It is also critical to control the severity of any accidents. Infrared gas detection, where an infrared beam is shown down a module and line of sight gas detection technology are both useful in this regard.

According to Dalzell, fire risk management has come a long way in recent years. It has moved from hazard, risk-based management to looking at the different types of fires and their effects and then putting protection in place.

"It's a totally different approach and one which gives total freedom," he says. "We're managing hazards and risks now, rather than safety systems and the whole thing works together as an integrated package."

Research conducted in the mid 90s into the characteristics of fires and explosions lead to an understanding of the effects of blasts on structures, leading to the creation of the fire resistant blast walls now widely used by the industry. Fire protective materials now coat steel which can protect it for up to half an hour in a jet fire and up to two hours in a pool fire.

It is also important for oil and gas platforms to provide backup facilities in case of accidents. These include temporary safety refuges, which should be pressurised and well protected against the ravages of smoke and gas. However, Dalzell says that the vast improvements made to fire and safety management in recent years mean that these are ever less required.

"The layout of new platforms is better, so explosions are not so big and the gas disperses more easily," he says, adding "the best way to get rid of gas is to let the wind blow it away."

"The Piper Alpha disaster saw external flaming for around half an hour."

Unfortunately, current geopolitical realities mean that while the likelihood of accidents threatening the integrity of oil and gas platforms and safety of their personal recedes, deliberate acts of destructions come increasingly to the fore.

WHEN NOTHING IS ACCIDENTAL

According to Chris Cantell, business development manager of Westminster International, a company which provides security systems to the oil industry, offshore oil platforms in Nigeria are increasingly targeted by criminal gangs. Using go-fast boats, they will board a platform and then kidnap workers who are then held to ransom.

There is, however, an even worse scenario, which Cantell thinks the industry must address before it is too late: terrorism.

"A major coordinated terrorist attack is an eventuality that is bound to happen," he warns, saying that a synchronised wave of attacks could cause immense personal, financial and ecological damage. He speculates that go-fast boats could be used as deadly, explosive-bearing vessels, or more dangerous still, tankers.

"Tankers would be the best option for terrorists since unlike go-fast boats they can't be stopped very easily or quickly."

Comprehensive protection systems must be put in place to protect installations; radar and thermo-imaging cameras should be used to spot potential incursions. Cantell also recommends the use of diver detection and diver disruption systems. Marine barriers or marine fences could stop go-fast boats from reaching their targets but would be unable to hold back tankers.

"A marine fence would effectively deter go-fast boats – it would be as though they had driven into a brick wall but a tanker it would be as easy as cutting through paper." Therefore, Cantell says best practice should be coordinated with national militaries.

"If a country's economy is based on oil or gas the asset should be protected as much as possible to ensure detection of an early strike," he says. "If a vessel comes into an exclusion zone, command and control of the facility should notify the country's navy."

"Hazard understanding is the greatest risk prevention measure we have."

Another risk is of underwater attack, where a diver or diver-assisted vehicle could strap explosives to the platform.

"Without diver detection systems they would be unseen and could set the explosion off very easily and, from the terrorists' point of view, also very cheaply."

Some petroleum companies have better-protected platforms than others and these are not necessarily the larger ones, Cantell says. Overall, he feels the industry must talk much more about the threat it faces from terrorism.

"The precautions taken are not as great as the risks and a lot more could be done than is being done at the moment," he warns.

....

* _Tasks_
1. Set down the part of the platform safety text from "Research conducted in" to "a pool fire.".
2. Answer these questions using the platform safety text.
(a) For up to how long can fire protective materials protect steel in a pool fire?
(b) What company is Chris Cantell business development manager of?
(c) In which country are offshore oil platforms increasingly targeted by criminal gangs?
3. Decide whether each statement agrees with the platform safety text. Answer yes or no, and quote the words that settle it.
(a) Temporary safety refuges should be pressurized.
(b) Marine fences could hold back tankers.
(c) The larger petroleum companies always have the better-protected platforms.

....

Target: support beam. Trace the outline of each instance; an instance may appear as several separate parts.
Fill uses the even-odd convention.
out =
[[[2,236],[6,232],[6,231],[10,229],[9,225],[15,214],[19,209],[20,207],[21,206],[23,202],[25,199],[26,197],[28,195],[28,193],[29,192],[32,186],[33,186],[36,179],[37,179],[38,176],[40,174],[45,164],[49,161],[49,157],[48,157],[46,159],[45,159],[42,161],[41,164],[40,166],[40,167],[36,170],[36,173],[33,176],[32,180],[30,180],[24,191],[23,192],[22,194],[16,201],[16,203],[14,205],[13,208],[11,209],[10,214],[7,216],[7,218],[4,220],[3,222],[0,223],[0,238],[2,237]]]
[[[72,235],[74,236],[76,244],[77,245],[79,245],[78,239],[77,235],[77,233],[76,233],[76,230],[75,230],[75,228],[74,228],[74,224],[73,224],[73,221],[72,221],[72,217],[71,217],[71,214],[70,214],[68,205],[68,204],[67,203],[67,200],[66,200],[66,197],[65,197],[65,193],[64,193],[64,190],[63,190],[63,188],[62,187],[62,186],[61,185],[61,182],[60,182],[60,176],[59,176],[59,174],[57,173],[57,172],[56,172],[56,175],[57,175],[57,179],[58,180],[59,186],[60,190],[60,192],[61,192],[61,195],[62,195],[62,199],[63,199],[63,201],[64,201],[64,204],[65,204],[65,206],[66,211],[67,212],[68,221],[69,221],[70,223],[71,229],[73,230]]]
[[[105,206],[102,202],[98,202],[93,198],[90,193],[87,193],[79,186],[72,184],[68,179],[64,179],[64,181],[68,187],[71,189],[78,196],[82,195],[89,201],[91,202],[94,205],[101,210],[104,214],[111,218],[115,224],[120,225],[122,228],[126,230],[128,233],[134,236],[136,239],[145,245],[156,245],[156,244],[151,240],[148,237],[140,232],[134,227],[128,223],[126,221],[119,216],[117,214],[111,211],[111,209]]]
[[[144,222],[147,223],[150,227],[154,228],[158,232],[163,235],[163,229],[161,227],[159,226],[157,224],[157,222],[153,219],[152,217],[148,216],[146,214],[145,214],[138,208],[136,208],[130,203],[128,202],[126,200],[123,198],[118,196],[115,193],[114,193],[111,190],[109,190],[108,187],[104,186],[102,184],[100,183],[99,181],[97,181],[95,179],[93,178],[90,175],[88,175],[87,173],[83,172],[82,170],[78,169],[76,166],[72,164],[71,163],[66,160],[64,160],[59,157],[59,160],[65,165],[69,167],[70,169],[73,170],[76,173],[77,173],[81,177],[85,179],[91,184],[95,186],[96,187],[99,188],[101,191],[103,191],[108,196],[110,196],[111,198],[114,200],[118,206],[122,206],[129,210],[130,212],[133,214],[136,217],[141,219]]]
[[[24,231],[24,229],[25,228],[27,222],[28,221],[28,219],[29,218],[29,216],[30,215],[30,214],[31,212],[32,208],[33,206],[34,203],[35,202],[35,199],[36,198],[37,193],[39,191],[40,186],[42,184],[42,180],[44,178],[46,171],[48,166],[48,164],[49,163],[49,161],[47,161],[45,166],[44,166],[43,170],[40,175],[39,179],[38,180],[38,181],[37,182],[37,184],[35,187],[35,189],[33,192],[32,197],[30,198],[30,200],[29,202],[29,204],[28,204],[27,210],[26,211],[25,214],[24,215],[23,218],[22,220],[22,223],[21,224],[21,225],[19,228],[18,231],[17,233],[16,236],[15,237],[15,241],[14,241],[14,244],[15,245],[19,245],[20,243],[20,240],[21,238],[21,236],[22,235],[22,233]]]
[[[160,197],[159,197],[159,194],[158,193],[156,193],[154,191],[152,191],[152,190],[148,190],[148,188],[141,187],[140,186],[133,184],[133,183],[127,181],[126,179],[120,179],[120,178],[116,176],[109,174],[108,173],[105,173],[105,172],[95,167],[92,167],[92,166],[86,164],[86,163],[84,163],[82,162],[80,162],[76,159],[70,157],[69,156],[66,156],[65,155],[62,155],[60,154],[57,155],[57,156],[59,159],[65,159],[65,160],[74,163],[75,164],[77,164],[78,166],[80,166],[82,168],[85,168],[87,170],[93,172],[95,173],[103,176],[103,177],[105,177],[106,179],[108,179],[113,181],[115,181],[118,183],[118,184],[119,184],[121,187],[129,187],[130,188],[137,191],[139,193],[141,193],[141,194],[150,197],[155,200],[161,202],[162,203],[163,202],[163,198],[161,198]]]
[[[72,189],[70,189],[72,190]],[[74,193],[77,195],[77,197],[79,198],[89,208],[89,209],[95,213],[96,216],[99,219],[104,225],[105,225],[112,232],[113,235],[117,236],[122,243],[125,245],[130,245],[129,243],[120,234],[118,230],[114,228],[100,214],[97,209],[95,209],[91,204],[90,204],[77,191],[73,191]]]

....

* _Responses in order_
1.
Research conducted in the mid 90s into the characteristics of fires and explosions lead to an understanding of the effects of blasts on structures, leading to the creation of the fire resistant blast walls now widely used by the industry. Fire protective materials now coat steel which can protect it for up to half an hour in a jet fire and up to two hours in a pool fire.

2.
(a) Up to two hours.
(b) Westminster International.
(c) Nigeria.

3.
(a) Yes: "which should be pressurised and well protected against the ravages of smoke and gas"
(b) No: "Marine barriers or marine fences could stop go-fast boats from reaching their targets but would be unable to hold back tankers."
(c) No: "these are not necessarily the larger ones"